John Hurt in Krapp’s Last Tape

(@Richard Termine)

How It’s New York:  The short run takes place at BAM, one of New York’s beloved institutions for avang-garde and international work, and over 100 years old.  And this production is part of the Next Wave Festival.  
How It’s Irish:  Krapp’s Last Tape is by Samuel Beckett, one of Ireland’s beloved writers, and this production comes from the Gate Theatre, directed by Michael Colgan.  The Gate is known for its interpretations of Beckett.  John Hurt is a familiar figure through his many television and film roles (Caligula in “I, Claudius;” The Fool with Laurence Olivier in King Lear, Mr. Olivander in Harry Potter) but surprisingly this is actually his New York debut.

Memory and yearning are hallmarks of Irish literature.  Add in willful renunciation of the possibility of love and you’ve got Irish drama.  These elements are all  in Samuel Beckett’s melancholy Krapp’s Last Tape, elegantly produced by the Gate Theatre at BAM as part of the Next Wave Festival.

(Some records)
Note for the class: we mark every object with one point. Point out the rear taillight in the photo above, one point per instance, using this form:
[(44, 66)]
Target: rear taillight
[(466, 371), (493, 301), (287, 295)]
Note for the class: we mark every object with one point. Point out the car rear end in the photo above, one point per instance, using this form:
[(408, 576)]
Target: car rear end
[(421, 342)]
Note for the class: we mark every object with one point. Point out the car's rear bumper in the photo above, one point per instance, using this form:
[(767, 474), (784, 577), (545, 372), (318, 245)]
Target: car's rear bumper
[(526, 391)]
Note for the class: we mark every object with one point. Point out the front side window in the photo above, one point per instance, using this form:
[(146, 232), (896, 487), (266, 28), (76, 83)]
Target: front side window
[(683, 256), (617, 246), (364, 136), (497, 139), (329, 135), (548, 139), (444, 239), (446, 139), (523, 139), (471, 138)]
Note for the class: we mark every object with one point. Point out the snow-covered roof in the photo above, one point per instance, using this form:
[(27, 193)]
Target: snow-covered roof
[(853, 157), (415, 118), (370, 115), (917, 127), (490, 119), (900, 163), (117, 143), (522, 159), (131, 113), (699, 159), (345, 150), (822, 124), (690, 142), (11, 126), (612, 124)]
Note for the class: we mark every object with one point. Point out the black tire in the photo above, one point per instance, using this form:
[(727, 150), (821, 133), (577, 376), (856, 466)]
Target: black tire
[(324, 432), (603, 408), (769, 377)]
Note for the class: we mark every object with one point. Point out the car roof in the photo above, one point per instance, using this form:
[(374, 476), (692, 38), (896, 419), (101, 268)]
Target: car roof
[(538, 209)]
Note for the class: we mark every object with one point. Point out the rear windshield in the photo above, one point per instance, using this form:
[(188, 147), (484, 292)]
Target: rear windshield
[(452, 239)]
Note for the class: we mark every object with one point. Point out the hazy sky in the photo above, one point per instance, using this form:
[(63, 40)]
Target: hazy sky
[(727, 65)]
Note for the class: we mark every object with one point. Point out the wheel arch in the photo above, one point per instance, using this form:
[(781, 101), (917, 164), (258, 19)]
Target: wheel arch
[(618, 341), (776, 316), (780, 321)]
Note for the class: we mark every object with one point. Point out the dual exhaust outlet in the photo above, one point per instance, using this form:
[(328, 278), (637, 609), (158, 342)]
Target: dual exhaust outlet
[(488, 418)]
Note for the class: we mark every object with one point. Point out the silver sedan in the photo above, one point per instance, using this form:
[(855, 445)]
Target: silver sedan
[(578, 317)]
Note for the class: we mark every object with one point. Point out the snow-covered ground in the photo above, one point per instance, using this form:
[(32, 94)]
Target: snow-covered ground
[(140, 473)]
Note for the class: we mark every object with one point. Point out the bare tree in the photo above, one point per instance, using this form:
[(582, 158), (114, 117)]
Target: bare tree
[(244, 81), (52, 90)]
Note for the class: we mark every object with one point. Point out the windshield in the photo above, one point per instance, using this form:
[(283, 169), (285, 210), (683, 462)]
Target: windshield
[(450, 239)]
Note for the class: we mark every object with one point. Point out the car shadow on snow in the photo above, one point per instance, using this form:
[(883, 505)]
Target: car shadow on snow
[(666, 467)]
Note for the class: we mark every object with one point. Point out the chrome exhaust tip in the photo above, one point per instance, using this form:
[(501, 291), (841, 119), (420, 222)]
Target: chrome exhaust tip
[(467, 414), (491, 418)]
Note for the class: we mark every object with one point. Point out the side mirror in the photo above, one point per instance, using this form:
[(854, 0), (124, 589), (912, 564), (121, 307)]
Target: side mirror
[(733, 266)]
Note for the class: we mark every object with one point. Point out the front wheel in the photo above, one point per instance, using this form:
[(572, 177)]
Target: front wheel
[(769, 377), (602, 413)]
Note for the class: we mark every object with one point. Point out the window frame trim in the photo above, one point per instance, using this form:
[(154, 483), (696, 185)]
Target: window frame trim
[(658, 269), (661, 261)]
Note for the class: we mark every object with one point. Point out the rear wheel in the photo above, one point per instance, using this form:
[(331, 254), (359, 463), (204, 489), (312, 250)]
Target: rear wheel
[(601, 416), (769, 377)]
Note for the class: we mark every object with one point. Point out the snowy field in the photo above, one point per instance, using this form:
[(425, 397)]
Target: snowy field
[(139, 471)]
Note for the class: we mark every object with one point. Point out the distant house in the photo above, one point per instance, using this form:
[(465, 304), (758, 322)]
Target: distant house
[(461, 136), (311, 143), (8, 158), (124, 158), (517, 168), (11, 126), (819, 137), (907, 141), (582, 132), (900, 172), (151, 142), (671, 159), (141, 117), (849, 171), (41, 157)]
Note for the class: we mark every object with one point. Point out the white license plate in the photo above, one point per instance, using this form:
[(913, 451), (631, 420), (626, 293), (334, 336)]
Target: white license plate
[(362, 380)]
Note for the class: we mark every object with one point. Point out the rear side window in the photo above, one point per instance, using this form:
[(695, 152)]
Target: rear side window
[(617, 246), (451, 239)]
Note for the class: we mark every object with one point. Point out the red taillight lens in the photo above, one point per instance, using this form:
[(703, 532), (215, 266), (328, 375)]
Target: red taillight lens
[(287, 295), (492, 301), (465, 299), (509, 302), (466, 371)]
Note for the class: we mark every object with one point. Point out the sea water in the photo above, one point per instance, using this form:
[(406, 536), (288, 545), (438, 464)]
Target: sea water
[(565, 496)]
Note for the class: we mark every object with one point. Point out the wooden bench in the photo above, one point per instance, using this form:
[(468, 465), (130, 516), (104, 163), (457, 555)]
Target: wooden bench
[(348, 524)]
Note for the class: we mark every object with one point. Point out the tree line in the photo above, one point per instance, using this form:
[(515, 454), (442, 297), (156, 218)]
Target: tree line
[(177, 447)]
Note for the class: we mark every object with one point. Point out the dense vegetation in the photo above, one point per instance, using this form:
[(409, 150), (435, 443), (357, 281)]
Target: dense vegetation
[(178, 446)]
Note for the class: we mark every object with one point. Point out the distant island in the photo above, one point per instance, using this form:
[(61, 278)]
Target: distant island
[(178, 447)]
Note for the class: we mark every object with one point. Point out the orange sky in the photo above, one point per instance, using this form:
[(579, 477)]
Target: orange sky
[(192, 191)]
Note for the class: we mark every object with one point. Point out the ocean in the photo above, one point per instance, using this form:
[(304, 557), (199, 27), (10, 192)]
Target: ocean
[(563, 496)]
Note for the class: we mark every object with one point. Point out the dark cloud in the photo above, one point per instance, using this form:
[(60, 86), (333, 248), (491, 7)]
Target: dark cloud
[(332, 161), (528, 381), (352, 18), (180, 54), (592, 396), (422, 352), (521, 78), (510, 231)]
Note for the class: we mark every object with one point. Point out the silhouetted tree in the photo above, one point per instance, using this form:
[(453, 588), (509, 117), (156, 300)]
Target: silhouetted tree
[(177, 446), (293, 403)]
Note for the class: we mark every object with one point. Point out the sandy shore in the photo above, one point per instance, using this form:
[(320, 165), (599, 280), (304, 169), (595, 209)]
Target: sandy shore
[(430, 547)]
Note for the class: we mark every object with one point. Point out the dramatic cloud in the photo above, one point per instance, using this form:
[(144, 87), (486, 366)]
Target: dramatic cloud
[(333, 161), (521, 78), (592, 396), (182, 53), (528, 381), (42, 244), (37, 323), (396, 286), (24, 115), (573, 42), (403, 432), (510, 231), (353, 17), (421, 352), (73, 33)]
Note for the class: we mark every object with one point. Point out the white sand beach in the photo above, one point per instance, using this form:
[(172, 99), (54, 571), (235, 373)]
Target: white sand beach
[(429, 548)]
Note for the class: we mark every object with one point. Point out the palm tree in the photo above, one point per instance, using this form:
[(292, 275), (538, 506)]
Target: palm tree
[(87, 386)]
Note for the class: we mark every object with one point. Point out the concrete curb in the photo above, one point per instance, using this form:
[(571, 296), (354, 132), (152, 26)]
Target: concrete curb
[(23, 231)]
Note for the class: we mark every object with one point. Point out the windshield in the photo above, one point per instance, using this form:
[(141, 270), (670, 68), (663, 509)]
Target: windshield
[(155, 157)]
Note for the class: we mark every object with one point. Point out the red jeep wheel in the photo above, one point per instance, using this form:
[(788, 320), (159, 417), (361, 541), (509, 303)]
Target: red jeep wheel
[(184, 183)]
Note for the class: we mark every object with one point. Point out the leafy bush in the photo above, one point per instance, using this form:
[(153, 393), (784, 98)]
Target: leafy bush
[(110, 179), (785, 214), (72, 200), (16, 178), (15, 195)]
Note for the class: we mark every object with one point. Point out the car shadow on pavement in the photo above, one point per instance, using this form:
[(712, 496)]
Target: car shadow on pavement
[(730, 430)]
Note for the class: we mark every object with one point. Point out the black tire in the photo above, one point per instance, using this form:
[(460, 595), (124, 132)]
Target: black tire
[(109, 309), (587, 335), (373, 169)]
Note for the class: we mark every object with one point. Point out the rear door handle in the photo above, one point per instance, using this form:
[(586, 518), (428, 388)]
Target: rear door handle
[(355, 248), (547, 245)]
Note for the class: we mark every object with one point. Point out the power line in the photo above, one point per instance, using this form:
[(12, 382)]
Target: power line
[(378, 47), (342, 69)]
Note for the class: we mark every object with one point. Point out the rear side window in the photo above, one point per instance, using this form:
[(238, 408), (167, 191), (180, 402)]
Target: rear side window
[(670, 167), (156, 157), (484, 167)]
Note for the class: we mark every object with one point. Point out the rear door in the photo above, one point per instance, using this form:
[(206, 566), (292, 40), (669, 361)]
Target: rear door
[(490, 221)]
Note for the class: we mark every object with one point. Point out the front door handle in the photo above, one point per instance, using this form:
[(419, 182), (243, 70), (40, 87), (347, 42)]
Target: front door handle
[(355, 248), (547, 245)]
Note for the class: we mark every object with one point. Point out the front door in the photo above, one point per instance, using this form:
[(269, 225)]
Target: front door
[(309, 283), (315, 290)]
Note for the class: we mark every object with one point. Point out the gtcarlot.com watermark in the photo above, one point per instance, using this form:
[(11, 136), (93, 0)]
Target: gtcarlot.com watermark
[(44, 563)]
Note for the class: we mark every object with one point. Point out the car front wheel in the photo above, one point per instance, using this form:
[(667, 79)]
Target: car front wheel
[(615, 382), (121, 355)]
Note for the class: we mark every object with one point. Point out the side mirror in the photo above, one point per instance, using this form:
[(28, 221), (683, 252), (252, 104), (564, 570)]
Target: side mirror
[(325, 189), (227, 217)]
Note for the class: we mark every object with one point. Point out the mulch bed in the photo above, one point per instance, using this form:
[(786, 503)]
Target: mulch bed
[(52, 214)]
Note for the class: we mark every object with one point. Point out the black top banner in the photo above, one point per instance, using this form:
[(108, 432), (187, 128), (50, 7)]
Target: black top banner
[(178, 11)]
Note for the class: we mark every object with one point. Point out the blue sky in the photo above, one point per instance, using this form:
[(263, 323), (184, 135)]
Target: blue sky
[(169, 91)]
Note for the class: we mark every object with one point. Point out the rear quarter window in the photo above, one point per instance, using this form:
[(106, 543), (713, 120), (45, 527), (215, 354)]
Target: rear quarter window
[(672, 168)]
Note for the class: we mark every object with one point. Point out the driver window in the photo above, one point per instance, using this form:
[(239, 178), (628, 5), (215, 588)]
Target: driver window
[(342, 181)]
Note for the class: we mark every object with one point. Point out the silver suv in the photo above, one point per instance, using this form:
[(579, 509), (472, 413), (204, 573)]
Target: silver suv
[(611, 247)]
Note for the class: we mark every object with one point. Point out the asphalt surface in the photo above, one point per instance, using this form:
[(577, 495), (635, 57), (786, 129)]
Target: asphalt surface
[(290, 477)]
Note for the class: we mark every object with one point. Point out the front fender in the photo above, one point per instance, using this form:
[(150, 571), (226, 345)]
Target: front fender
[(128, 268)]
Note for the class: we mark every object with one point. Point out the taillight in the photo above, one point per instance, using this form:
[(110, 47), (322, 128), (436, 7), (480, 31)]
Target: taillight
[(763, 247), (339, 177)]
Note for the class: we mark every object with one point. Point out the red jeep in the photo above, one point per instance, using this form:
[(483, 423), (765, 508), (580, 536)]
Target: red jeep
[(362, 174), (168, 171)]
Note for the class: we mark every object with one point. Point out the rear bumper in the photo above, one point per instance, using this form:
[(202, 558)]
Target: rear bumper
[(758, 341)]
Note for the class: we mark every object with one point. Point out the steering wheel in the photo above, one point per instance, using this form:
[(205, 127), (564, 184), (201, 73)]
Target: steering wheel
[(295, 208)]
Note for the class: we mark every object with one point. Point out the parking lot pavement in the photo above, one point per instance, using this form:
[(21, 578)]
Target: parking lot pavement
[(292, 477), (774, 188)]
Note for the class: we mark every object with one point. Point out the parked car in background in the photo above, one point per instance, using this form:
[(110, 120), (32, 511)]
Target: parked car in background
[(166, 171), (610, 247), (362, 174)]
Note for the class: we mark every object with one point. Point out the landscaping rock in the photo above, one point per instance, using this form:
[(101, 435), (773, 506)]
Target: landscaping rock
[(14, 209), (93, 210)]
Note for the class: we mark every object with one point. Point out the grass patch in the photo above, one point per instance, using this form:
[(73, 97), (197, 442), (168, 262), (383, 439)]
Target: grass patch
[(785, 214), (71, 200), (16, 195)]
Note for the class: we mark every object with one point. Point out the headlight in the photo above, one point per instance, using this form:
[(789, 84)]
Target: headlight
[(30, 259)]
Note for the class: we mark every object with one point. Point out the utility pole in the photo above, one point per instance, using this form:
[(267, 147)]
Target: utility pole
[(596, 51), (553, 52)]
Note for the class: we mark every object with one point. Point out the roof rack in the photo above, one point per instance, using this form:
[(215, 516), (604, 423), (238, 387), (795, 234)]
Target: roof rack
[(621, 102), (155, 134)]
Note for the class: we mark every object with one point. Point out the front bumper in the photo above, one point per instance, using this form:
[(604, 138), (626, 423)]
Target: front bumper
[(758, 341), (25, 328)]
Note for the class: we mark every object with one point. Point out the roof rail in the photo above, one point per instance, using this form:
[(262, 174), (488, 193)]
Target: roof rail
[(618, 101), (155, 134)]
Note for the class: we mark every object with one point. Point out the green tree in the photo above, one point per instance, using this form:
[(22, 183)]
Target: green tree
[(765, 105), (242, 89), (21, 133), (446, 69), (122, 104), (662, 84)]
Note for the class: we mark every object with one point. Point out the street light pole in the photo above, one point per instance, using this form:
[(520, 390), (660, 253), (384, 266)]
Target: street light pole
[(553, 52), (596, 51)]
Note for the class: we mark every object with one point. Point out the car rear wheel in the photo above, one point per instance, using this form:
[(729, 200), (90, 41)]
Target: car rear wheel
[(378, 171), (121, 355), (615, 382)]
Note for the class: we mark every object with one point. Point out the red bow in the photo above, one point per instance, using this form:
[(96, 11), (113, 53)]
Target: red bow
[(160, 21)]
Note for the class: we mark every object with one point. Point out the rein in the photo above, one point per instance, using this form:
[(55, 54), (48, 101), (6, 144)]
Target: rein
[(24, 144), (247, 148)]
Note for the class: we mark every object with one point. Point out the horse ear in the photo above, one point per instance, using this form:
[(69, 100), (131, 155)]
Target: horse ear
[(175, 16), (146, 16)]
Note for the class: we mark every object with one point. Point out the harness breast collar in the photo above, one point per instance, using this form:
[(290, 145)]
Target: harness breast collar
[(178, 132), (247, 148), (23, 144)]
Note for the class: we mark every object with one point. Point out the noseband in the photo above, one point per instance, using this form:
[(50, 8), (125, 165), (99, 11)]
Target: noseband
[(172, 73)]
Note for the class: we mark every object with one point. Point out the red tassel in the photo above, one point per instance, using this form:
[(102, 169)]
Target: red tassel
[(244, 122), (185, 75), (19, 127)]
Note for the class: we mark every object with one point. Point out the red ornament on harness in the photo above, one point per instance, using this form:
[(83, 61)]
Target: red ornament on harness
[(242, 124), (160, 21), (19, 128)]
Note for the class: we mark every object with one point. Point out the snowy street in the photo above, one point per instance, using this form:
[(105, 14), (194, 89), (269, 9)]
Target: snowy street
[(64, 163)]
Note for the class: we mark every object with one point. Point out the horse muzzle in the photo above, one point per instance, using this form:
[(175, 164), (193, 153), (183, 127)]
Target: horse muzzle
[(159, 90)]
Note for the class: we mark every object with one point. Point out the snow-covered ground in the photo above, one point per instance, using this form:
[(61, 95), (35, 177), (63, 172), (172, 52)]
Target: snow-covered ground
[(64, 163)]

= Task list =
1) Translate this sentence from the review of Krapp's Last Tape into Spanish: "The Gate is known for its interpretations of Beckett."
2) Transcribe everything in the review of Krapp's Last Tape from "(@Richard Termine)" down to "is part of the Next Wave Festival.".

= Full solutions =
1) El Gate es conocido por sus interpretaciones de Beckett.

2)
(@Richard Termine)

How It’s New York:  The short run takes place at BAM, one of New York’s beloved institutions for avang-garde and international work, and over 100 years old.  And this production is part of the Next Wave Festival.